TORQUE stands for Terascale Open-Source Resource and QUEue Manager. It is an Open Source distributed resource manager originally based on OpenPBS, the Portable Batch System (PBS) Our installation is used for running parallel jobs or making use of dedicated reservations. We use a separate program called Maui for scheduling jobs in TORQUE, but users have no interaction with it so we will make no further mention. If you have been given an account on the cluster, than you probably need PBS for running your jobs.

    Use of the cluster through PBS is dictated by a policy that is enforced by PBS and Maui. Currently, jobs are not limited in terms of the numbers of nodes you can use. However, there is a fixed limit on the length of jobs, and any user will not have more than a certain number of jobs running. At the time of this writing, there is a 96 hour limit on the time allowed for any jobs, and a maximum of ten jobs running for any user. This time is the "wall clock" time. That is, the amount of time elapsed irrespective of how it is used. This contrasts with CPU time, which is only counted if the job is actually running on the processor. We do not use CPU time for policy enforcement.

    Please make sure /opt/UMtorque/bin is in front of /usr/local/bin in your PATH environment variable. We will make it default after we upgrade all of cluster to use TORQUE.

    To see the current policy on the cluster, you can use the qmgr(8) command:

    [xhe@brood00 ~]$ qmgr -c " p s"
    # Create queues and set their attributes.

Data segment:
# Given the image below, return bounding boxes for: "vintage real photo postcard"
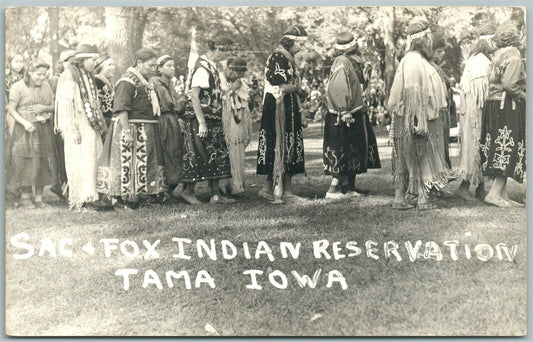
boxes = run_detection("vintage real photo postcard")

Exercise description:
Copy out the TORQUE cluster usage text above word for word, from start to finish.

Answer for the task:
TORQUE stands for Terascale Open-Source Resource and QUEue Manager. It is an Open Source distributed resource manager originally based on OpenPBS, the Portable Batch System (PBS) Our installation is used for running parallel jobs or making use of dedicated reservations. We use a separate program called Maui for scheduling jobs in TORQUE, but users have no interaction with it so we will make no further mention. If you have been given an account on the cluster, than you probably need PBS for running your jobs.

    Use of the cluster through PBS is dictated by a policy that is enforced by PBS and Maui. Currently, jobs are not limited in terms of the numbers of nodes you can use. However, there is a fixed limit on the length of jobs, and any user will not have more than a certain number of jobs running. At the time of this writing, there is a 96 hour limit on the time allowed for any jobs, and a maximum of ten jobs running for any user. This time is the "wall clock" time. That is, the amount of time elapsed irrespective of how it is used. This contrasts with CPU time, which is only counted if the job is actually running on the processor. We do not use CPU time for policy enforcement.

    Please make sure /opt/UMtorque/bin is in front of /usr/local/bin in your PATH environment variable. We will make it default after we upgrade all of cluster to use TORQUE.

    To see the current policy on the cluster, you can use the qmgr(8) command:

    [xhe@brood00 ~]$ qmgr -c " p s"
    # Create queues and set their attributes.